━━━ RECORDS PROVIDED ━━━

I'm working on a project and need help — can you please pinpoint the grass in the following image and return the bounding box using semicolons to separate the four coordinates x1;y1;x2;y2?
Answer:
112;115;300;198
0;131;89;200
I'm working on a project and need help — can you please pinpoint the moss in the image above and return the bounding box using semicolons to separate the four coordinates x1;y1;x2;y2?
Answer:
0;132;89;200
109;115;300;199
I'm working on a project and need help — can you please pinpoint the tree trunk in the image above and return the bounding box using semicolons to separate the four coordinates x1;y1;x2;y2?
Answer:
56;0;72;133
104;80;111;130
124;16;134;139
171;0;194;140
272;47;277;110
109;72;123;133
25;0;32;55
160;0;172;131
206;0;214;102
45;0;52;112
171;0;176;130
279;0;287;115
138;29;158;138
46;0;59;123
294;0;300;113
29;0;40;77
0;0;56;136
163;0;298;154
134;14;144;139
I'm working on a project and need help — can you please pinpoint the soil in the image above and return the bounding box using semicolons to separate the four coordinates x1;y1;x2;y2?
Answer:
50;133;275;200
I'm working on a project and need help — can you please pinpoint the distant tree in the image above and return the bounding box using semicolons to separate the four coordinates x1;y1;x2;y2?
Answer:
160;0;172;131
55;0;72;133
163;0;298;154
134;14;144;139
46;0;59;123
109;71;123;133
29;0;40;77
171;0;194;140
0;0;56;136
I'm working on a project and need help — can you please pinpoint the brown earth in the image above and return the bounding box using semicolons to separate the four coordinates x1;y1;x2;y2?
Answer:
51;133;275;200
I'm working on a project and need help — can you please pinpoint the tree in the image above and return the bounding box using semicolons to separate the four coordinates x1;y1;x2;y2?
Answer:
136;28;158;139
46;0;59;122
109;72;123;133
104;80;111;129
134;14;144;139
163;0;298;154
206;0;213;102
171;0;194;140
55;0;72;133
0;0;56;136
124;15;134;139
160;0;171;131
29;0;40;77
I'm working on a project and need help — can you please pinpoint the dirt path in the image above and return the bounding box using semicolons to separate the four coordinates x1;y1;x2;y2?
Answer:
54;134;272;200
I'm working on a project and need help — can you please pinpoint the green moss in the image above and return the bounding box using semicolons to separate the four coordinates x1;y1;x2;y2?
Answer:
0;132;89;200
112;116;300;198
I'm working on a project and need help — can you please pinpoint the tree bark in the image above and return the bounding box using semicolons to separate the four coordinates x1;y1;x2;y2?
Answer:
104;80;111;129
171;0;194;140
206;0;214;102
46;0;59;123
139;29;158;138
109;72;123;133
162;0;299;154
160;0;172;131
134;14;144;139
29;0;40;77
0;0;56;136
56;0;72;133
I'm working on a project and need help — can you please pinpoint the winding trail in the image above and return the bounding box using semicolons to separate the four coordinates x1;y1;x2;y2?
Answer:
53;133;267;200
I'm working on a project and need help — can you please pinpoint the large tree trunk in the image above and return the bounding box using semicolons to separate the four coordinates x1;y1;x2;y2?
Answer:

━━━

## TASK DETAILS
Please set down the records above word for word, from the line with "pinpoint the dirt" up to and including the line with "54;134;272;200".

## TASK ANSWER
I'm working on a project and need help — can you please pinpoint the dirt path in the image above and return the bounding box using semicolons to separate the four coordinates x1;y1;x2;y2?
Answer:
54;134;272;200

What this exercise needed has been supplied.